§ **PROBLEM TO SOLVE**:
Identify each line in the material below that contains the word "green", and reproduce every such line in full.

##########

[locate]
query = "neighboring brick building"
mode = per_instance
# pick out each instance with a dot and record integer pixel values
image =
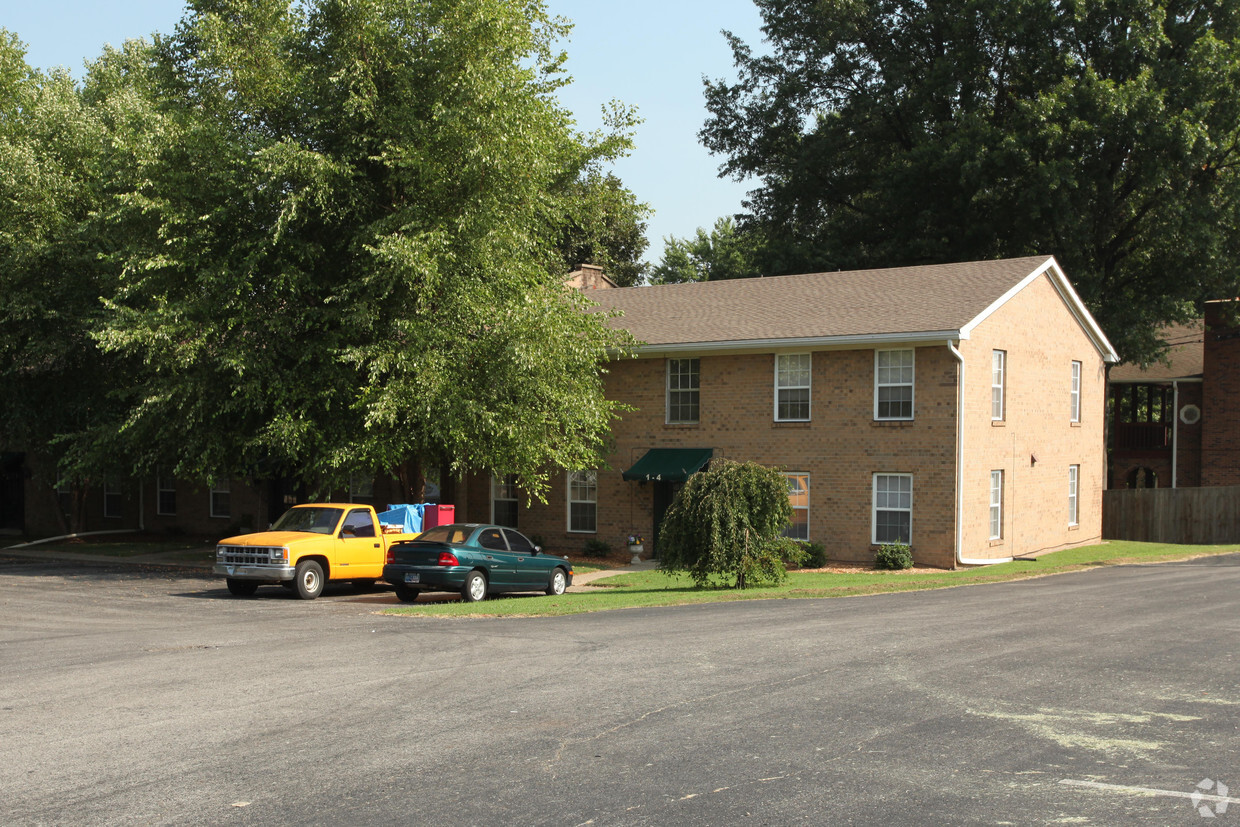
(853, 384)
(1177, 423)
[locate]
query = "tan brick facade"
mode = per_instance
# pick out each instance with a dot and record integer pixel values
(843, 446)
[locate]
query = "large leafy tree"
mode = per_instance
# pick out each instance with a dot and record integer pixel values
(899, 132)
(340, 244)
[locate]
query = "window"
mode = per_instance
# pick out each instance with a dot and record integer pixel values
(893, 384)
(683, 382)
(165, 495)
(998, 366)
(583, 501)
(504, 500)
(792, 387)
(1075, 406)
(113, 500)
(799, 497)
(220, 496)
(893, 508)
(1074, 474)
(996, 505)
(361, 487)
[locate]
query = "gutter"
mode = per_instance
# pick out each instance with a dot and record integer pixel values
(960, 471)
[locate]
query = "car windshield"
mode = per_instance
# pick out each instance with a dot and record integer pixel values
(316, 521)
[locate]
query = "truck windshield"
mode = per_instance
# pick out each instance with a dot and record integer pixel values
(318, 521)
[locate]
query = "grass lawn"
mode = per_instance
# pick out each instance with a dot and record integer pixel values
(659, 589)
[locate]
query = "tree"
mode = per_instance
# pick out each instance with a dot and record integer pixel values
(337, 251)
(902, 132)
(723, 253)
(728, 522)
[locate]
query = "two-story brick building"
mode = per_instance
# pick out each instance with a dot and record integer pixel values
(957, 408)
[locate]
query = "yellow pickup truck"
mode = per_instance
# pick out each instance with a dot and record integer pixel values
(306, 547)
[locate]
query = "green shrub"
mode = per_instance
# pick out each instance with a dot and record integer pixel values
(815, 556)
(893, 556)
(595, 547)
(727, 523)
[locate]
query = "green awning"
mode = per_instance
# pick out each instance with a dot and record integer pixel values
(668, 464)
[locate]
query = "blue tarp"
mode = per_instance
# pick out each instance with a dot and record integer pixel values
(406, 515)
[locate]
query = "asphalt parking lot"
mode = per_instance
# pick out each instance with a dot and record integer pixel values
(141, 694)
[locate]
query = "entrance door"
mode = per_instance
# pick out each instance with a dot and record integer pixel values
(664, 495)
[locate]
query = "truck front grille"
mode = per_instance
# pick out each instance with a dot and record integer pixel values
(246, 554)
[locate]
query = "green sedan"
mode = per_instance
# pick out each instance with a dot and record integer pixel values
(475, 561)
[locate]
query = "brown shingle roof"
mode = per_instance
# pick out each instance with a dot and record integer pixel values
(1186, 352)
(817, 305)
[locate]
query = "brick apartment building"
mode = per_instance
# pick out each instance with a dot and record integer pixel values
(1177, 423)
(957, 408)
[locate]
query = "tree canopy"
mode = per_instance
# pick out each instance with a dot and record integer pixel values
(903, 132)
(327, 237)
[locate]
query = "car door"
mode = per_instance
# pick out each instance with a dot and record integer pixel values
(499, 558)
(531, 569)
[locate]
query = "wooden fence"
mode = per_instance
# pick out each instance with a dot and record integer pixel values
(1202, 516)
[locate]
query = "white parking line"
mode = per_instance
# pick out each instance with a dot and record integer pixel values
(1147, 791)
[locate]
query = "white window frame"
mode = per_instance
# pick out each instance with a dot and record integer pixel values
(587, 481)
(790, 476)
(874, 508)
(996, 505)
(160, 490)
(910, 383)
(505, 490)
(696, 371)
(998, 386)
(784, 382)
(1074, 479)
(1075, 403)
(225, 489)
(113, 495)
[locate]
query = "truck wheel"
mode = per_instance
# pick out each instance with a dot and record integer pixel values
(558, 582)
(309, 579)
(474, 588)
(242, 588)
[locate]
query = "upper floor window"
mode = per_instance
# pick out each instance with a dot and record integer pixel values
(1075, 402)
(893, 384)
(799, 497)
(683, 383)
(221, 494)
(792, 387)
(583, 501)
(504, 500)
(998, 377)
(893, 508)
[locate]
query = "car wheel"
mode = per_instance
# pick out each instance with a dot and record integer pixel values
(558, 582)
(474, 588)
(242, 588)
(406, 594)
(309, 579)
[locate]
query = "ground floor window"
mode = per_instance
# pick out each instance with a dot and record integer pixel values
(799, 497)
(583, 501)
(1074, 473)
(221, 494)
(893, 508)
(504, 500)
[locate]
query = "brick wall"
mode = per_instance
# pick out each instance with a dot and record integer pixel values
(1220, 408)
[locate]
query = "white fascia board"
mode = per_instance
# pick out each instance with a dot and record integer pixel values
(1067, 293)
(924, 337)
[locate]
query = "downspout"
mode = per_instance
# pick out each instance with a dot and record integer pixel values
(1174, 429)
(960, 471)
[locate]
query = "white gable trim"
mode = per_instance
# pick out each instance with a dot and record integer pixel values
(1050, 268)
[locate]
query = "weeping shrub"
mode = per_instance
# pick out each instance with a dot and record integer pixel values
(726, 525)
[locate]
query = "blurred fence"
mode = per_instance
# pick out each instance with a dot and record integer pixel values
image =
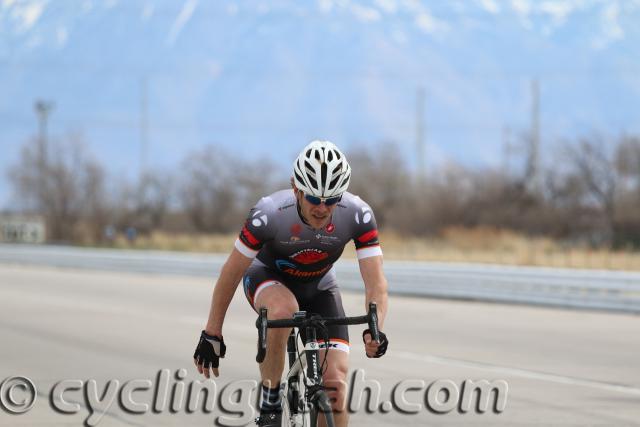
(584, 289)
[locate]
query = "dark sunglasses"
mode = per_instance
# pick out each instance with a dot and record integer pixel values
(328, 201)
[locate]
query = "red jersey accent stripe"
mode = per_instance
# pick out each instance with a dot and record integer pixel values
(377, 245)
(250, 237)
(369, 235)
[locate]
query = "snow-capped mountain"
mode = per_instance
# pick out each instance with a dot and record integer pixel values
(264, 77)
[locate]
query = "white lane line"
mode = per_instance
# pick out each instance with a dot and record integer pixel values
(524, 373)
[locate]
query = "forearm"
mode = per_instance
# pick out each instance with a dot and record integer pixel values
(225, 288)
(376, 285)
(377, 292)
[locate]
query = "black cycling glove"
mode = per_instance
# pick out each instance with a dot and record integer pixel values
(384, 342)
(209, 350)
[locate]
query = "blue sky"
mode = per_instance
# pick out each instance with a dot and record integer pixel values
(263, 78)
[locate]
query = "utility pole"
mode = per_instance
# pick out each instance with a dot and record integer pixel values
(43, 109)
(506, 147)
(533, 168)
(144, 126)
(420, 134)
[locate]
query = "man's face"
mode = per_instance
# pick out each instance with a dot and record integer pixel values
(317, 216)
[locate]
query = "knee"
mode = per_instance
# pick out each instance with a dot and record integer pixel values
(335, 379)
(283, 310)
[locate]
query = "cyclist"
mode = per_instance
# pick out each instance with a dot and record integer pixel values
(284, 255)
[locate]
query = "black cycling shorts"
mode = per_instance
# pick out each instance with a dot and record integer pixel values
(325, 302)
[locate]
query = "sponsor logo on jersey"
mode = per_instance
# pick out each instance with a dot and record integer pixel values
(290, 269)
(281, 208)
(309, 256)
(368, 236)
(296, 229)
(259, 221)
(248, 237)
(367, 215)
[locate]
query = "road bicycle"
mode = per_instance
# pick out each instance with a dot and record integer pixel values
(304, 396)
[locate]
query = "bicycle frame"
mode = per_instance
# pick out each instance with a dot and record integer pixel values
(309, 365)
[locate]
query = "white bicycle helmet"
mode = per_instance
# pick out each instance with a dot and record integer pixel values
(321, 170)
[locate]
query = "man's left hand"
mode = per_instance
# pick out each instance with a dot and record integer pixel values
(375, 349)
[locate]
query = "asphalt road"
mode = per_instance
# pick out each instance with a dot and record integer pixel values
(562, 367)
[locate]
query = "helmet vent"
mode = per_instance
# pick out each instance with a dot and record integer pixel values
(323, 173)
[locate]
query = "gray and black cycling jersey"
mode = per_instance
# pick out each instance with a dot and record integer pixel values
(276, 235)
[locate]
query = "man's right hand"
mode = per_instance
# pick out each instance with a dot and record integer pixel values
(208, 353)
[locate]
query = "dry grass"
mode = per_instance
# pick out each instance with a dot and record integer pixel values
(479, 245)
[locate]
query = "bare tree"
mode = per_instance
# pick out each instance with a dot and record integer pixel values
(145, 204)
(217, 188)
(66, 187)
(380, 176)
(594, 166)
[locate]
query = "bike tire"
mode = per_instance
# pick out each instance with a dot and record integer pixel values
(322, 400)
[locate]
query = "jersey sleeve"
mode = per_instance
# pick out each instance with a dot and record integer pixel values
(257, 230)
(365, 235)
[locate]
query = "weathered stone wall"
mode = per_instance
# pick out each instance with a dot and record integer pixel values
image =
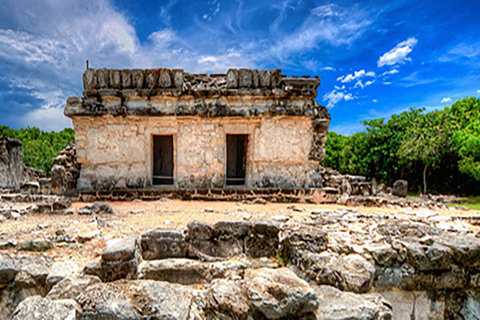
(121, 110)
(11, 162)
(116, 153)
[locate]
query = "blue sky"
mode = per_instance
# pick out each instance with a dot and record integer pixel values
(376, 58)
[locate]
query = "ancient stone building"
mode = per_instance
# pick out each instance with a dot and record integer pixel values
(11, 163)
(164, 127)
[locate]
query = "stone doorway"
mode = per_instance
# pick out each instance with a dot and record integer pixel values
(236, 159)
(163, 160)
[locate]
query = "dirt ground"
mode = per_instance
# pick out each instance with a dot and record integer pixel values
(137, 217)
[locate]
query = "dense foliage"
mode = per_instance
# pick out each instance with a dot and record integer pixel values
(437, 151)
(39, 147)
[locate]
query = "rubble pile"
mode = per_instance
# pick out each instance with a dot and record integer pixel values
(327, 264)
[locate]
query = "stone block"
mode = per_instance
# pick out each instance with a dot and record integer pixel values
(262, 240)
(265, 79)
(127, 82)
(400, 188)
(232, 79)
(178, 78)
(103, 78)
(137, 78)
(163, 244)
(115, 79)
(90, 79)
(245, 78)
(165, 78)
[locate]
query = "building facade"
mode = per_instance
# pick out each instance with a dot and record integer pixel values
(164, 128)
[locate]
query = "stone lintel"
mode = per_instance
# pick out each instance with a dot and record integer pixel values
(175, 82)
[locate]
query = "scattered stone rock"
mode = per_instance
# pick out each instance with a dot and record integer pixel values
(338, 305)
(163, 244)
(349, 273)
(228, 299)
(59, 271)
(135, 300)
(262, 240)
(83, 238)
(7, 244)
(36, 245)
(279, 293)
(36, 307)
(8, 271)
(400, 188)
(120, 249)
(72, 286)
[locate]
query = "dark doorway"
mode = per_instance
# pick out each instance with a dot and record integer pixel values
(236, 159)
(162, 160)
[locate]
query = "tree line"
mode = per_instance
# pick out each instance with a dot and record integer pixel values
(436, 152)
(39, 147)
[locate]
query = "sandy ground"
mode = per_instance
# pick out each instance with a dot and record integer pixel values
(137, 217)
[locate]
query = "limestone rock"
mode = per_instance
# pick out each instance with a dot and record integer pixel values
(349, 273)
(262, 240)
(400, 188)
(36, 245)
(132, 300)
(120, 249)
(120, 260)
(279, 293)
(7, 269)
(334, 304)
(33, 271)
(37, 308)
(223, 240)
(59, 271)
(227, 298)
(162, 244)
(72, 286)
(187, 271)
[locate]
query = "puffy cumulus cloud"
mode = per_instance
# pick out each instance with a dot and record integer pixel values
(336, 96)
(398, 54)
(45, 57)
(355, 75)
(390, 72)
(327, 24)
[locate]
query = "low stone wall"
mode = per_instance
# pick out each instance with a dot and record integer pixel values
(327, 264)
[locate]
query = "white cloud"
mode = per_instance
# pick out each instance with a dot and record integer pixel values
(326, 24)
(335, 97)
(348, 129)
(356, 75)
(390, 72)
(359, 84)
(398, 54)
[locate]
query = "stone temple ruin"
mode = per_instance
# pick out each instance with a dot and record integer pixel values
(138, 129)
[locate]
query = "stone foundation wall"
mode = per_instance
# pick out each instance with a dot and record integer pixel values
(121, 110)
(116, 152)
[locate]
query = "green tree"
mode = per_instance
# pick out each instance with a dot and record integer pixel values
(39, 147)
(465, 121)
(424, 140)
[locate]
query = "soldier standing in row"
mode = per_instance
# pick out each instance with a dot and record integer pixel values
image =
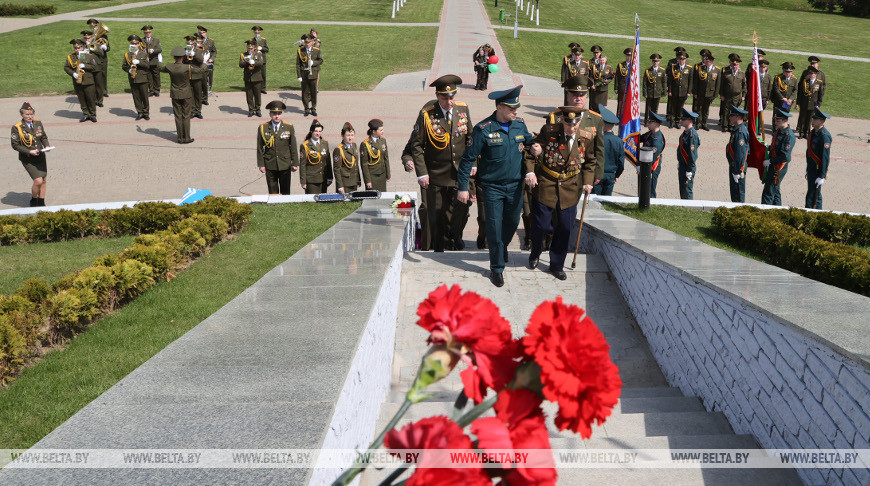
(818, 158)
(28, 139)
(155, 58)
(82, 66)
(654, 86)
(251, 62)
(137, 66)
(781, 145)
(687, 154)
(277, 150)
(373, 158)
(733, 90)
(737, 152)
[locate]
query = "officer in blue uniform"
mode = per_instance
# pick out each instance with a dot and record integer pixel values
(736, 152)
(687, 153)
(818, 158)
(656, 139)
(500, 141)
(781, 145)
(614, 154)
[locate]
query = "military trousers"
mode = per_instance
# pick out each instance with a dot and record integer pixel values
(181, 110)
(503, 203)
(87, 96)
(140, 98)
(560, 221)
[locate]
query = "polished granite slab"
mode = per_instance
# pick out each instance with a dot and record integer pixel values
(836, 317)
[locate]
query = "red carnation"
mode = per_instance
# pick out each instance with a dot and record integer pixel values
(576, 370)
(472, 327)
(434, 433)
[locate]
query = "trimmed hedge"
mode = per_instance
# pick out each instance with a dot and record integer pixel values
(13, 9)
(764, 232)
(42, 314)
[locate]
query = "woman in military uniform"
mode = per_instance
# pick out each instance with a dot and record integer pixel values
(28, 139)
(345, 162)
(315, 173)
(374, 160)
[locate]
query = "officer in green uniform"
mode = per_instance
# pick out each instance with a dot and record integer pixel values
(614, 154)
(499, 141)
(81, 66)
(563, 171)
(781, 145)
(181, 93)
(28, 139)
(733, 89)
(251, 63)
(654, 86)
(137, 66)
(441, 133)
(818, 158)
(687, 154)
(736, 152)
(373, 158)
(277, 150)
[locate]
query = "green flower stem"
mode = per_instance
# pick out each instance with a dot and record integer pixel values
(350, 473)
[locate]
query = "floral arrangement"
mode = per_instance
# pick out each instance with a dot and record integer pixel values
(563, 358)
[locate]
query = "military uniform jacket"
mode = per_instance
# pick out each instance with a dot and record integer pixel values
(656, 140)
(501, 153)
(781, 145)
(276, 149)
(687, 151)
(654, 83)
(345, 163)
(141, 68)
(679, 79)
(374, 160)
(72, 62)
(733, 84)
(818, 153)
(252, 73)
(782, 89)
(561, 172)
(314, 162)
(25, 139)
(302, 61)
(153, 43)
(738, 149)
(439, 144)
(707, 81)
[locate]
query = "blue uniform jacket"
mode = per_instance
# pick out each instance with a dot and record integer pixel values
(501, 153)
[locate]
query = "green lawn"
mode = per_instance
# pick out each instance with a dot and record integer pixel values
(363, 57)
(51, 391)
(702, 22)
(524, 55)
(52, 261)
(346, 10)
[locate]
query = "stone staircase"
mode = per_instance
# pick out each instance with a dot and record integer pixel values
(649, 415)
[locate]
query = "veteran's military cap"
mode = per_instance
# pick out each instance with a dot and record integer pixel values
(820, 115)
(276, 105)
(607, 115)
(576, 84)
(447, 85)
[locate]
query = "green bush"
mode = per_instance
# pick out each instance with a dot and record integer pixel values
(764, 233)
(14, 9)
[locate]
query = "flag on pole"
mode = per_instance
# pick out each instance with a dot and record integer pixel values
(629, 119)
(757, 149)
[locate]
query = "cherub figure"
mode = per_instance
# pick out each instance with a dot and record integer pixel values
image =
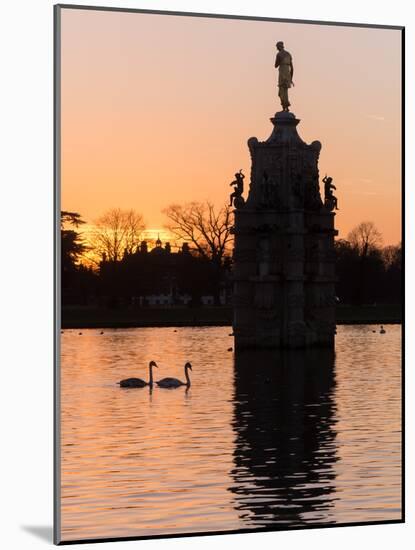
(238, 185)
(330, 200)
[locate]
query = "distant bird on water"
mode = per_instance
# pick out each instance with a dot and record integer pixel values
(175, 382)
(138, 382)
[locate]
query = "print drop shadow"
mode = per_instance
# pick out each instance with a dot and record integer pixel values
(43, 532)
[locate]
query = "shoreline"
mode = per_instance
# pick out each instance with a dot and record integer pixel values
(92, 317)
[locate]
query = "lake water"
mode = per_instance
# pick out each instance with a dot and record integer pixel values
(260, 440)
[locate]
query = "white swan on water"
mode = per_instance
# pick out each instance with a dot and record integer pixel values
(138, 382)
(175, 382)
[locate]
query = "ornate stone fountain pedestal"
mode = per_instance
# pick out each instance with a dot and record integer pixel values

##########

§ **COMPLETED EXERCISE**:
query = "green shrub"
query = "green awning"
query = "green sedan"
query = "green tree"
query = "officer in green uniform"
query = "green flower stem"
query = "green lawn"
query = "green bush"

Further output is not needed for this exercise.